◆ **ASSIGNMENT**
Give an exact copy of every entry.

◆ **DATA SUPPLIED**
************

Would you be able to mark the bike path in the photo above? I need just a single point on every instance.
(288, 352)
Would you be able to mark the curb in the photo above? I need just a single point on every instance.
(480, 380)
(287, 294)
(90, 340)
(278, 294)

************

◆ **EXERCISE SOLUTION**
Would you be able to mark the bike path in the photo above? I need just a single point on every instance.
(288, 352)
Would you be able to mark the curb in the photo above? I need just a single point on every instance.
(480, 380)
(287, 294)
(90, 340)
(278, 294)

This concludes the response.